Where a line holds the word "white", count it, then give only the total for the entries below.

Input data ▸
▽
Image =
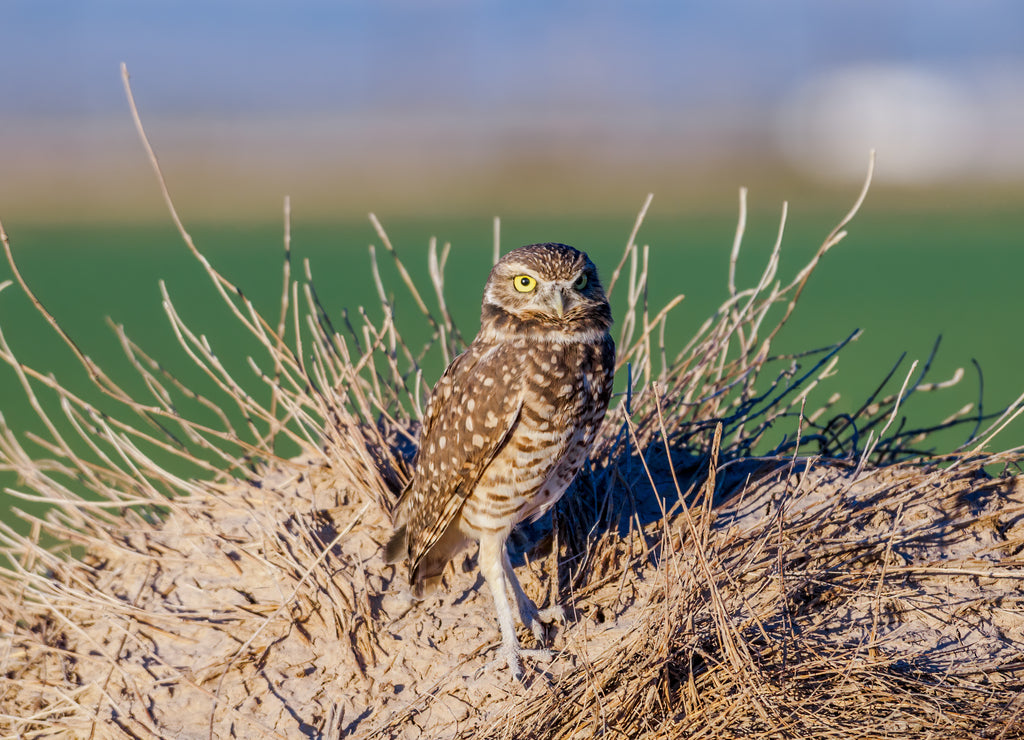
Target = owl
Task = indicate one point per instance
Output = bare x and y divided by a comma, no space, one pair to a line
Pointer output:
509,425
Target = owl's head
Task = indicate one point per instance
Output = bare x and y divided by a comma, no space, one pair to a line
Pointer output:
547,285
△
▽
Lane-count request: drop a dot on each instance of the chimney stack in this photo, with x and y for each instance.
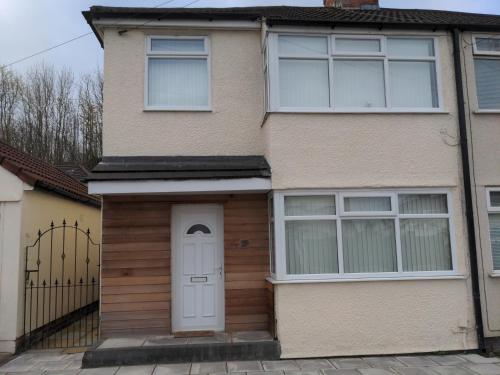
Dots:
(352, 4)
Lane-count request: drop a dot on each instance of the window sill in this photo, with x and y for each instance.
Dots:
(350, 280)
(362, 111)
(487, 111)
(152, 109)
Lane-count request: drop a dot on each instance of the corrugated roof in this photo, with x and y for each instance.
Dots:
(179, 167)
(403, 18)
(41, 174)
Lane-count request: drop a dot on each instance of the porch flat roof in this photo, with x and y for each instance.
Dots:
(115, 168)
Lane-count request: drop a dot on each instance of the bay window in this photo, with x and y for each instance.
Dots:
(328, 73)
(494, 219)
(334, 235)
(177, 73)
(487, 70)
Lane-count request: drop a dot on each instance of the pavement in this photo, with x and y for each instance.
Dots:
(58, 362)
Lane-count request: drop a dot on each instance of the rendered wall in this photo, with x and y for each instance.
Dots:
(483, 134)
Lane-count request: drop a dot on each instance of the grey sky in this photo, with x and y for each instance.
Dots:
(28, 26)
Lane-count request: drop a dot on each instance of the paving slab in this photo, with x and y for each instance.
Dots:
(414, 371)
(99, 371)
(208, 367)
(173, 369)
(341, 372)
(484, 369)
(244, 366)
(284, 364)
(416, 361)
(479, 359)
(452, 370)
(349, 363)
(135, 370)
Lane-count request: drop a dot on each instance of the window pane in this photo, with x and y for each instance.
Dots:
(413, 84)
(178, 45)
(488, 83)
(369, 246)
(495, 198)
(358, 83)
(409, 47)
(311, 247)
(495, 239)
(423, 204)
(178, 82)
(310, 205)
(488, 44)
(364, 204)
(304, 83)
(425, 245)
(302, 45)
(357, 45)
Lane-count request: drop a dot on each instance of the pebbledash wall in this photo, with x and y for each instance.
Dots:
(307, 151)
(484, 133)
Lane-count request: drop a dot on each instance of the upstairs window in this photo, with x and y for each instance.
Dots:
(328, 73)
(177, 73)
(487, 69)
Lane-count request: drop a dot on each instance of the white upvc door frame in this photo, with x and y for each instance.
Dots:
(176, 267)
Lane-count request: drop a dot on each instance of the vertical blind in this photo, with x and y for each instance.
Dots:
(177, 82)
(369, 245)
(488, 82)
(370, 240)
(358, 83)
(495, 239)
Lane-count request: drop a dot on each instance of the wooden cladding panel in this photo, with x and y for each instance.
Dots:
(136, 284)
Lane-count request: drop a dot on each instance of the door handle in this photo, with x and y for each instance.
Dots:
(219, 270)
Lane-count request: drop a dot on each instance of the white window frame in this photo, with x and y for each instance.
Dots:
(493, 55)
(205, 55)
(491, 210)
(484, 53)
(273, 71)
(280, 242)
△
▽
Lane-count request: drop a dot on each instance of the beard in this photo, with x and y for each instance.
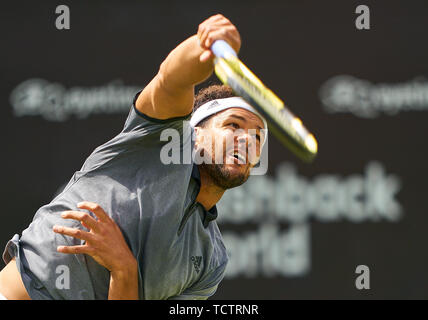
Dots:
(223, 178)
△
Exercise solution ▸ 2